[Entries from a collection]

_ _ _

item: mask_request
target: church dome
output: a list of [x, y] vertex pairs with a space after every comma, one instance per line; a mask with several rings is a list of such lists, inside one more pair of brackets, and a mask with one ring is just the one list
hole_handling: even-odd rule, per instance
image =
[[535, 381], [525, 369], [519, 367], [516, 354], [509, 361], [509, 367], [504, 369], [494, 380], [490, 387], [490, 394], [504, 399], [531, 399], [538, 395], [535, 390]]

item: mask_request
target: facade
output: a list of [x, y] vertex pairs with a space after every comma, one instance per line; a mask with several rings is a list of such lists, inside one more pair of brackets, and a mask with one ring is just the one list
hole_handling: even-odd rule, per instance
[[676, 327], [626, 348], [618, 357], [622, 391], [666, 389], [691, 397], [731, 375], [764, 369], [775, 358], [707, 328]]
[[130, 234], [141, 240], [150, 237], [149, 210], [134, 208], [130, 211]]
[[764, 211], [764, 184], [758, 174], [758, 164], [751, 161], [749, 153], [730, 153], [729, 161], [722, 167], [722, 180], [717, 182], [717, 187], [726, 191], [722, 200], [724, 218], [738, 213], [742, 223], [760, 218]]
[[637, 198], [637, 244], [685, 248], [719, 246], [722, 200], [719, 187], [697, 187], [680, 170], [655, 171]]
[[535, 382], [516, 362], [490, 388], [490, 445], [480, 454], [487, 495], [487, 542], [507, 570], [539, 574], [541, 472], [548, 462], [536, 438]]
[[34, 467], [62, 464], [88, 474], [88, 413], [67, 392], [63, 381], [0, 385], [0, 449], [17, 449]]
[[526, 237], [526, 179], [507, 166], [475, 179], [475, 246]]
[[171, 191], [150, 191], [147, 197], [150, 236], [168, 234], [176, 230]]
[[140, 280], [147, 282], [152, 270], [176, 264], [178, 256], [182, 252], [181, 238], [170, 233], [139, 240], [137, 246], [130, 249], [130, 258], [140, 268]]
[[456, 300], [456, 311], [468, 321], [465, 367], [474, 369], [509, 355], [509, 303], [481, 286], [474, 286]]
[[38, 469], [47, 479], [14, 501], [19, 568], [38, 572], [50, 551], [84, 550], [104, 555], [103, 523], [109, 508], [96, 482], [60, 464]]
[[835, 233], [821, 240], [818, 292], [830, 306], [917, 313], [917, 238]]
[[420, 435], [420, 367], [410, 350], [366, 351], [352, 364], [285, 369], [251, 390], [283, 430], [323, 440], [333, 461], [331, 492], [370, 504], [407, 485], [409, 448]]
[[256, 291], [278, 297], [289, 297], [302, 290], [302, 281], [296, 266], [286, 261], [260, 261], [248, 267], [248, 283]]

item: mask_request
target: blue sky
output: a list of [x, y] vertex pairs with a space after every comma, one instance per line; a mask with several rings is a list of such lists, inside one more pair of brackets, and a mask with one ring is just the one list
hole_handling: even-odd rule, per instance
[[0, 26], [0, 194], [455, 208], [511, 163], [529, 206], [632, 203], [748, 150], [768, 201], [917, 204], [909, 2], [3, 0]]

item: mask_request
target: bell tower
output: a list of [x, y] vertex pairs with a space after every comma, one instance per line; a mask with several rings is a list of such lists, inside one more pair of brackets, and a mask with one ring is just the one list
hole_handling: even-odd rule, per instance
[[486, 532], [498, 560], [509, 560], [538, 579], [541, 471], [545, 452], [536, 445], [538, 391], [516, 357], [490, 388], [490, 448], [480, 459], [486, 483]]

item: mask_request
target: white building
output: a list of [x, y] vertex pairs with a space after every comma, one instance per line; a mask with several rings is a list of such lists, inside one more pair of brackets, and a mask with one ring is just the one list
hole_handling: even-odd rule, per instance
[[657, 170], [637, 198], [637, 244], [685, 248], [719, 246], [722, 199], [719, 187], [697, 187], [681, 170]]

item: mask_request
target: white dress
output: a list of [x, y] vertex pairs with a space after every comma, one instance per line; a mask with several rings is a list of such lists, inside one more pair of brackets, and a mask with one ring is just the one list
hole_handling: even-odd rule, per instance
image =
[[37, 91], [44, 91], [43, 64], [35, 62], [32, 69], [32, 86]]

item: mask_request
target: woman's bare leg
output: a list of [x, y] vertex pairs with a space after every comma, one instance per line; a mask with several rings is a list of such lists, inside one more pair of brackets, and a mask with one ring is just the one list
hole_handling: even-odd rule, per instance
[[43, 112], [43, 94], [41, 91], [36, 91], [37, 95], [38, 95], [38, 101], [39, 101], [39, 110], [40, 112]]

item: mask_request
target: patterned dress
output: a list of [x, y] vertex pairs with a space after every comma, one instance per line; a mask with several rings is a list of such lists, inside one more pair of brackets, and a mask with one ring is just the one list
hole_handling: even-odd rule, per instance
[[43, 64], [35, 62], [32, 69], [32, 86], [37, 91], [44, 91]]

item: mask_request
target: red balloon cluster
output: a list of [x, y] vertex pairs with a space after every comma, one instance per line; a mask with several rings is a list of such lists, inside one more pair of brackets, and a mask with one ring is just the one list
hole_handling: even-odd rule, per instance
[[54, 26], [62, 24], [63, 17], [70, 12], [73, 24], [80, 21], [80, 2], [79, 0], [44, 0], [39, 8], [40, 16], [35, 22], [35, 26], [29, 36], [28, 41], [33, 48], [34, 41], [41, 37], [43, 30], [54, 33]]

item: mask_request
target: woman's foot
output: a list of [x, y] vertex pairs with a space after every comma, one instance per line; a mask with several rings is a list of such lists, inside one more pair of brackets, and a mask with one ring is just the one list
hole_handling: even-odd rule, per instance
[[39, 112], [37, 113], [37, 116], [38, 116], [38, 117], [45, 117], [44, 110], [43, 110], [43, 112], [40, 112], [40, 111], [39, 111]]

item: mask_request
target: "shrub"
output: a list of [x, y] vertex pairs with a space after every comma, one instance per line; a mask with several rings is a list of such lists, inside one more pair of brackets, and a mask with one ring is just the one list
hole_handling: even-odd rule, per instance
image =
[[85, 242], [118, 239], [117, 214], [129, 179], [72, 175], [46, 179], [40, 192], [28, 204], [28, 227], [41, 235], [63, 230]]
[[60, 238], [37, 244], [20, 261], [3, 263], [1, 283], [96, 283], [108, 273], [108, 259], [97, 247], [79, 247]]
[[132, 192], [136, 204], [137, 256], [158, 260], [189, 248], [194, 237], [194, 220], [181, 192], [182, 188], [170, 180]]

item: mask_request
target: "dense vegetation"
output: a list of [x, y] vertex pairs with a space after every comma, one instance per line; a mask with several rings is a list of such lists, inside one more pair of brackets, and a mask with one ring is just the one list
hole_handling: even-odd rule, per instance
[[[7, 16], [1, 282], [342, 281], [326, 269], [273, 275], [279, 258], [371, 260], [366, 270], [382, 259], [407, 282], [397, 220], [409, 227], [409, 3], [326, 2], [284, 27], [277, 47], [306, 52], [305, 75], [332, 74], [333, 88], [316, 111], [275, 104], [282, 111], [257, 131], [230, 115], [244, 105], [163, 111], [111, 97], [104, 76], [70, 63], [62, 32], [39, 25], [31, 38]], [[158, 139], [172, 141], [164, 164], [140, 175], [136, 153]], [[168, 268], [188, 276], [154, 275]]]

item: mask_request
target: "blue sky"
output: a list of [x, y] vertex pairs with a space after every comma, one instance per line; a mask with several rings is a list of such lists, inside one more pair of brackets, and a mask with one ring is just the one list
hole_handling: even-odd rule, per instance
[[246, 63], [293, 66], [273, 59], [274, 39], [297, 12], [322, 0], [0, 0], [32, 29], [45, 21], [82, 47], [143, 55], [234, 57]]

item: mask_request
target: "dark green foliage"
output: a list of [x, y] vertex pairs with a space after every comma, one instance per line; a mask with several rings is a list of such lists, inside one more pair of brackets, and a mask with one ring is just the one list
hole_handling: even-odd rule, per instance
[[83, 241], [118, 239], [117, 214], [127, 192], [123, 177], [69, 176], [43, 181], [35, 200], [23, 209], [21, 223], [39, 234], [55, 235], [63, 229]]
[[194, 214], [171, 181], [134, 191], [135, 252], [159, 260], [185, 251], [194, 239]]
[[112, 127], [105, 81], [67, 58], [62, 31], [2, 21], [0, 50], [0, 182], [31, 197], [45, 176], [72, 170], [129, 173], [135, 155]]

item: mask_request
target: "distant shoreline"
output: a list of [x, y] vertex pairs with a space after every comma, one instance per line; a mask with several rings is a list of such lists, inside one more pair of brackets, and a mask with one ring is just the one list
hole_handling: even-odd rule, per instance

_ _ _

> **Given exercise**:
Tally the lines in the records above that contain the string "dress", counting case as significant, and give only the number.

> **Answer**:
2